# TEXTAUSZUG
========================================

Jugend macht Politik: Diese jungen Menschen gestalten unser Kaarst mit

Kaarst · Seine Meinung sagen, das Leben in seiner Stadt mitgestalten und sich dafür einsetzen — Aspekte, die das Engagement in der Lokalpolitik ausmachen. Wie sieht es in Kaarst aus? Ist die Jugend politikverdrossen?

Die Junge Union um Sven Ladeck hat Dr. Ulrike Nienhaus im Bürgermeister-Wahlkampf stark unterstützt.

Foto: JU

"Kaarster Leben" hat sich bei den beiden politischen Jugendorganisationen in Kaarst umgehört.

Junge Union: "Mahner in der eigenen Partei!"

========================================

# EINTRÄGE
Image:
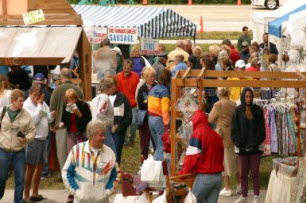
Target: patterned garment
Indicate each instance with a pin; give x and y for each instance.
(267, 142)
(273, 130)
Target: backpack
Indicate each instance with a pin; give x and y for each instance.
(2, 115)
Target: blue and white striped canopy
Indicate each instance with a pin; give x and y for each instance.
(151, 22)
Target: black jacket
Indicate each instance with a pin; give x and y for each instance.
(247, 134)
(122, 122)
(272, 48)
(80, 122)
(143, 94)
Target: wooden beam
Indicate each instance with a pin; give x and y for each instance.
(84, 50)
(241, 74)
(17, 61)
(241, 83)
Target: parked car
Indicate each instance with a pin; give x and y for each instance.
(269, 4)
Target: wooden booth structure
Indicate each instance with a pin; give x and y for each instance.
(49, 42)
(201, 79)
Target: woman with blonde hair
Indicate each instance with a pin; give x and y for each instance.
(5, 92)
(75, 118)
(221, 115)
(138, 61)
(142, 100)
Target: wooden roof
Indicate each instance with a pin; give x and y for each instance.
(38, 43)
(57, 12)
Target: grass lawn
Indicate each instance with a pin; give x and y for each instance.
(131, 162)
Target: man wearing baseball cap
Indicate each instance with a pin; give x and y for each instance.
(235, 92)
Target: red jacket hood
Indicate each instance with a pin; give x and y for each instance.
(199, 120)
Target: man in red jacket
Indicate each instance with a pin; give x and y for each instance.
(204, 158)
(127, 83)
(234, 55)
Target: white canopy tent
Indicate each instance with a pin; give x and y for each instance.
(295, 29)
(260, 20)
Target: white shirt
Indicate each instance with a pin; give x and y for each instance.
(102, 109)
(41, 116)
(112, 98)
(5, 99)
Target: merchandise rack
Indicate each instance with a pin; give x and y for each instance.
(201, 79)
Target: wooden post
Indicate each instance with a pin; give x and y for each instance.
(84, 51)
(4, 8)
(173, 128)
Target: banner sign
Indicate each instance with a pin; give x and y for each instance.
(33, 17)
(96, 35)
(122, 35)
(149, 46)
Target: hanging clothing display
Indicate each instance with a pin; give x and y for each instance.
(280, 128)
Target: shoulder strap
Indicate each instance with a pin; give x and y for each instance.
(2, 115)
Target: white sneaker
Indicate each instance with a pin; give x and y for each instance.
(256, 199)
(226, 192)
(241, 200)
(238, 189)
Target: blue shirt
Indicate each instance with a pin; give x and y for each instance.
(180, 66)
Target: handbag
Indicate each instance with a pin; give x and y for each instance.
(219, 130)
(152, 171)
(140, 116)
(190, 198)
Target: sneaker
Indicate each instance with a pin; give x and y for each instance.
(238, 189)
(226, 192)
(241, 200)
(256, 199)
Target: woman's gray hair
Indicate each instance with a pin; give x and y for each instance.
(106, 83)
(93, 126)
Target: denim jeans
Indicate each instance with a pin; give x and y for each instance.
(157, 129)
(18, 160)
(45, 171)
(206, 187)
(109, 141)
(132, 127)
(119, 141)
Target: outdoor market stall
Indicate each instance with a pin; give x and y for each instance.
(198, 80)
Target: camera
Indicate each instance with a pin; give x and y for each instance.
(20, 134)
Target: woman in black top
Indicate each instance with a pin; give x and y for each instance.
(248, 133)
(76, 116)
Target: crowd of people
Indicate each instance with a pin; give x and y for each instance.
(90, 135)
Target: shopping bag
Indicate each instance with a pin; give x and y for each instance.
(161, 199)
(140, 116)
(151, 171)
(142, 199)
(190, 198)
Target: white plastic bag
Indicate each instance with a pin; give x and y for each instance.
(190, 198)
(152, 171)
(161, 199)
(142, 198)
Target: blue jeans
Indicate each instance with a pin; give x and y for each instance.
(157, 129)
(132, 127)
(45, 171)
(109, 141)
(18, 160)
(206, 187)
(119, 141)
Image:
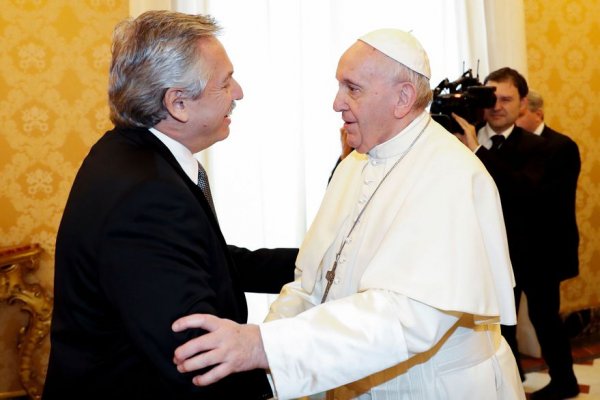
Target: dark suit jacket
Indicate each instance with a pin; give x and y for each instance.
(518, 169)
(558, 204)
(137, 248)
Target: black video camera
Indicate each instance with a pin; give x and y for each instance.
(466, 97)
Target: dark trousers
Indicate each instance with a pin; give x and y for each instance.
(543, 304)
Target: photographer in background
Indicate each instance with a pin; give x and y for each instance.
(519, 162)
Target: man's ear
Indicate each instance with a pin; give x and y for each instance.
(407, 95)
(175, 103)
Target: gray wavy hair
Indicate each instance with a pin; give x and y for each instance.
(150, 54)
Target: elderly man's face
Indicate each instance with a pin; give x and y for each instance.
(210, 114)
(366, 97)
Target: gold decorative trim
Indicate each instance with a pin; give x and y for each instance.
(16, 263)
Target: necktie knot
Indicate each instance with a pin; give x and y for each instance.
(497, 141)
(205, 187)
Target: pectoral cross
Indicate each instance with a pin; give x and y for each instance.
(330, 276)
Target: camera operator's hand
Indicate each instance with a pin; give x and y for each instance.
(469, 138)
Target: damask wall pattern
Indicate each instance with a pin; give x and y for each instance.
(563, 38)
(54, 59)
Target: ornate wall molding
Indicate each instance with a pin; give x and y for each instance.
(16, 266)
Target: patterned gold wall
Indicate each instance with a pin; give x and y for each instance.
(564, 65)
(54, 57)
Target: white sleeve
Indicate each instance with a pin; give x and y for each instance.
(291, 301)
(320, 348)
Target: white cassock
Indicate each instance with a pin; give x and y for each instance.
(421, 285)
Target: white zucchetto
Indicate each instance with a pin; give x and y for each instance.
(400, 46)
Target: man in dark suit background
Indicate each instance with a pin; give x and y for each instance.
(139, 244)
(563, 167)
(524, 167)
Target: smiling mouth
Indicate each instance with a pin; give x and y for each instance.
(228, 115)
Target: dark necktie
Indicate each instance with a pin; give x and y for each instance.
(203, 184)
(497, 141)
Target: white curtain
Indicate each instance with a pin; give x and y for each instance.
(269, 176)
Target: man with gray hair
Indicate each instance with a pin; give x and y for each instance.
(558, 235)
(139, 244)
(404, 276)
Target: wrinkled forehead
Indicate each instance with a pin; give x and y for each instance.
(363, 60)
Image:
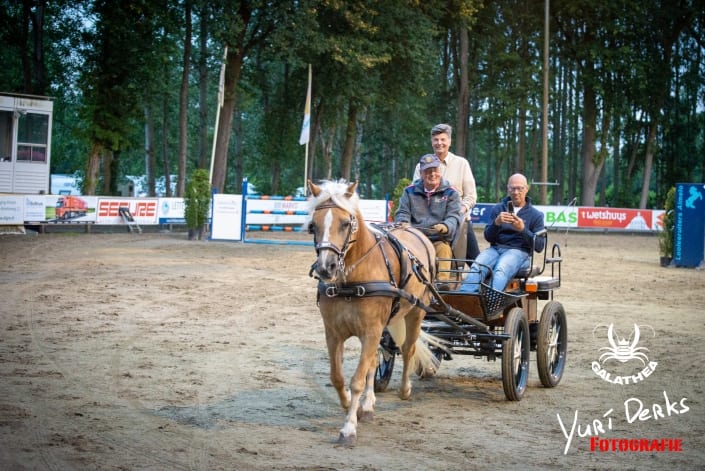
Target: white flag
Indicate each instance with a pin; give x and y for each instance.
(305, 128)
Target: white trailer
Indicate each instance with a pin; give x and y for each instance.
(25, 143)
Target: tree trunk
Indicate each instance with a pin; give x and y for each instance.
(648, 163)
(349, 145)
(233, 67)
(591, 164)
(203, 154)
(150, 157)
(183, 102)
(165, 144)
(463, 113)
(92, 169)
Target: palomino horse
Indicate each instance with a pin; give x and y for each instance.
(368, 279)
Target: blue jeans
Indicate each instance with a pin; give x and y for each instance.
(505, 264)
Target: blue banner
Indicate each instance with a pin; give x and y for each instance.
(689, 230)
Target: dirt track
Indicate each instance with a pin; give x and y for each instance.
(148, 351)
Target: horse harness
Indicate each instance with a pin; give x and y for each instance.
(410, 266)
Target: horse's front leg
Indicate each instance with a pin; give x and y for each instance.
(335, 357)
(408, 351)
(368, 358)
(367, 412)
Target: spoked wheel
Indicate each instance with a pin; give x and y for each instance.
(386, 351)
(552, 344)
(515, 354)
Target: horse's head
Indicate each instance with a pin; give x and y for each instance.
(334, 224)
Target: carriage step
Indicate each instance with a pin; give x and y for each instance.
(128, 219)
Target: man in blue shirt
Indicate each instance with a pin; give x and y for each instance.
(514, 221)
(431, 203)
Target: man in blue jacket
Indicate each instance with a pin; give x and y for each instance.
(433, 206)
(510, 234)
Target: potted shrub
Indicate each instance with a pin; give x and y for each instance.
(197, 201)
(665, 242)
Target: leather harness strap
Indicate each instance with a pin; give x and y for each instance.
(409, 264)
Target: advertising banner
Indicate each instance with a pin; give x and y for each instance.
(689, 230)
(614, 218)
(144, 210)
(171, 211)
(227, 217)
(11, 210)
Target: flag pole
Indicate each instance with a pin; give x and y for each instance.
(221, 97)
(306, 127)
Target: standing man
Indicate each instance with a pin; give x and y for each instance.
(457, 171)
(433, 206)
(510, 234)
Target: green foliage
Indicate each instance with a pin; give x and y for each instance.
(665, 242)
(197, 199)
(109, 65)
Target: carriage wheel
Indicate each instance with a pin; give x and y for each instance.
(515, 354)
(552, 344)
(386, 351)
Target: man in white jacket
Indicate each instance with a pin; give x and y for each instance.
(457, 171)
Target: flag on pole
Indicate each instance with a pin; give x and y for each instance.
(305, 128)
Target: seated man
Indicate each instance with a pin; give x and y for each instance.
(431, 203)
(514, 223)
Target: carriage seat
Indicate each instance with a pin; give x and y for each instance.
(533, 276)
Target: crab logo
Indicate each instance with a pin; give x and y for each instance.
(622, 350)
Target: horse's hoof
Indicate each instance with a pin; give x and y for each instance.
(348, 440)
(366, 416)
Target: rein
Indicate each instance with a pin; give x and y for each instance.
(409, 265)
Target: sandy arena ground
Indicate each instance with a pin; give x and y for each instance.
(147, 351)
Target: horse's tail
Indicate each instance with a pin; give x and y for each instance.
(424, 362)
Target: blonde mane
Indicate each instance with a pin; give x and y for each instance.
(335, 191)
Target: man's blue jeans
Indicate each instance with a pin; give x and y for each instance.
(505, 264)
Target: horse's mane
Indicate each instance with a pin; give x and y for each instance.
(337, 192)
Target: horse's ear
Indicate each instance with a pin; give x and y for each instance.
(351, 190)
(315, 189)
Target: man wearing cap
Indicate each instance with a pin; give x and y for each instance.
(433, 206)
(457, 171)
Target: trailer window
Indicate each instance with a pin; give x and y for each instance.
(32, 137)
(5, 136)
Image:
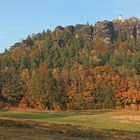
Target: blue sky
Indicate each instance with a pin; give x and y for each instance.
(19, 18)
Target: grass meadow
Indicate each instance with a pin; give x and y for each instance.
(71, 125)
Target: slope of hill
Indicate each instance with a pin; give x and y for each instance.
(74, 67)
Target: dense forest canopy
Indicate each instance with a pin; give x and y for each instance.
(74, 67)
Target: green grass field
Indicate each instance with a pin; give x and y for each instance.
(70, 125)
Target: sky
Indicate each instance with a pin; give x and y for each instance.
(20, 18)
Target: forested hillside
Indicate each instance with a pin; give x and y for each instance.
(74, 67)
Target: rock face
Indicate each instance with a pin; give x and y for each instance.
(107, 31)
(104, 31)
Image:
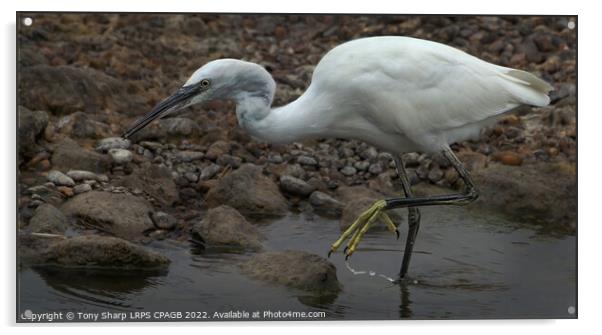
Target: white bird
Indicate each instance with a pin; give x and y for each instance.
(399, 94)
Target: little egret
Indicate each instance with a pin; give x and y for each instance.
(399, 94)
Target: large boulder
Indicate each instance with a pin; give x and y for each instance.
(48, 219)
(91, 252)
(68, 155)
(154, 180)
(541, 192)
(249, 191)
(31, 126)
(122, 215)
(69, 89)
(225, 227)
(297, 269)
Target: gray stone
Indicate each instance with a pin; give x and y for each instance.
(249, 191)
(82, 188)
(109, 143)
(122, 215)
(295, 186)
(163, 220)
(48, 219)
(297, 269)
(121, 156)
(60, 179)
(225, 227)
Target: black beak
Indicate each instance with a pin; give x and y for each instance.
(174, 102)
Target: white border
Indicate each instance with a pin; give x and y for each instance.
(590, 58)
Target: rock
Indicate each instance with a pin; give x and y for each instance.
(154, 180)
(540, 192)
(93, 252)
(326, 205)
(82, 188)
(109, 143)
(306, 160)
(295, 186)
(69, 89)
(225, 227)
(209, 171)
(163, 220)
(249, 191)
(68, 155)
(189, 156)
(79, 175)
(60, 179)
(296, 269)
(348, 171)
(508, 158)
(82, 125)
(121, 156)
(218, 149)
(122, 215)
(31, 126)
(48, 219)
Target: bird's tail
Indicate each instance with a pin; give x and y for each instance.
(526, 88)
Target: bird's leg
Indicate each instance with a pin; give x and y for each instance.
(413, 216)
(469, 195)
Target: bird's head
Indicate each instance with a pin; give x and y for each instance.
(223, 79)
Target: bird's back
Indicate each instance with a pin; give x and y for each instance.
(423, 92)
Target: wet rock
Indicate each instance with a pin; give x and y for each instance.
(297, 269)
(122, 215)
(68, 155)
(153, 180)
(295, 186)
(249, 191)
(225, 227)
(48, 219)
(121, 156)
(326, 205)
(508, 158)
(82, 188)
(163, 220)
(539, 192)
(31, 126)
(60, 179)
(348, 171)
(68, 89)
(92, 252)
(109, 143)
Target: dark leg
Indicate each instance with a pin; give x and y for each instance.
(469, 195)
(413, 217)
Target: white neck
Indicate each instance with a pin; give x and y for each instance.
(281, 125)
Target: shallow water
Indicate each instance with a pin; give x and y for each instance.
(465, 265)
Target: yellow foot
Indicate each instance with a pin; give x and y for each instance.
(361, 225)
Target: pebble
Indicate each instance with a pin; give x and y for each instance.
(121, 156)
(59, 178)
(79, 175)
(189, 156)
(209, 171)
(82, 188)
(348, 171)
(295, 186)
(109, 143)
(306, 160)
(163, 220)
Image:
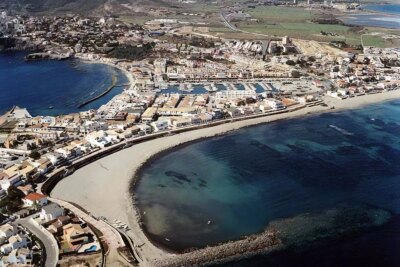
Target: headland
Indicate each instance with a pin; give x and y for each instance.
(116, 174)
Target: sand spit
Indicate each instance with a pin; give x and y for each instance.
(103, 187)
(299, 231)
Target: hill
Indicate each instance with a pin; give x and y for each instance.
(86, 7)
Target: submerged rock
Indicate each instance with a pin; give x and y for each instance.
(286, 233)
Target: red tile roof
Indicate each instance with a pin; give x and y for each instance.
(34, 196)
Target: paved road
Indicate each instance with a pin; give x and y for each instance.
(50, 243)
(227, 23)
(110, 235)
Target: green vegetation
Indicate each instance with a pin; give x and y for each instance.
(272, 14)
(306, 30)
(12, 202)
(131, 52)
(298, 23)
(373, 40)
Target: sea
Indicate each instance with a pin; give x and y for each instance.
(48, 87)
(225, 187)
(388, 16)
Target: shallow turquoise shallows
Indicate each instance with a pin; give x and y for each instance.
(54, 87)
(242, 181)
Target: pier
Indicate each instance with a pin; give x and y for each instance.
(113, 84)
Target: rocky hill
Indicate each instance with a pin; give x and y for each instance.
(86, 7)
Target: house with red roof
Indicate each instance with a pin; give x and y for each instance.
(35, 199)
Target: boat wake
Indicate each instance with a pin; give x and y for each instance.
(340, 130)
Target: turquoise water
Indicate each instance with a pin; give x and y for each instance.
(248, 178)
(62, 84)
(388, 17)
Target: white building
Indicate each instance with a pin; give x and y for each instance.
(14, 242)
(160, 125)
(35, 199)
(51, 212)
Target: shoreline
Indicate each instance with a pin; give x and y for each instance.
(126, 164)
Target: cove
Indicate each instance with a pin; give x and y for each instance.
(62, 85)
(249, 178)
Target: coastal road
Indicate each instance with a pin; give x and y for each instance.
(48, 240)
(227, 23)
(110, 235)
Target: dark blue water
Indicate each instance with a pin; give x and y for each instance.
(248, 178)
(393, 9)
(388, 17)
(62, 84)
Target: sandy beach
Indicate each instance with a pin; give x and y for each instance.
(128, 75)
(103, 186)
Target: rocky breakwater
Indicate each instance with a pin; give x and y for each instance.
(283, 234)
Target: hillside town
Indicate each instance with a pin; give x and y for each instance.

========================================

# ARBEITSANWEISUNGEN
1. Wen hat die Junge Union laut dem Textauszug im Bürgermeister-Wahlkampf stark unterstützt?
2. Gib die Stelle im Textauszug von "Die Junge Union" bis "in Kaarst umgehört." wortgetreu wieder.

# SCHRIFTLICHE ANTWORTEN
1. Dr. Ulrike Nienhaus

2.
Die Junge Union um Sven Ladeck hat Dr. Ulrike Nienhaus im Bürgermeister-Wahlkampf stark unterstützt.

Foto: JU

"Kaarster Leben" hat sich bei den beiden politischen Jugendorganisationen in Kaarst umgehört.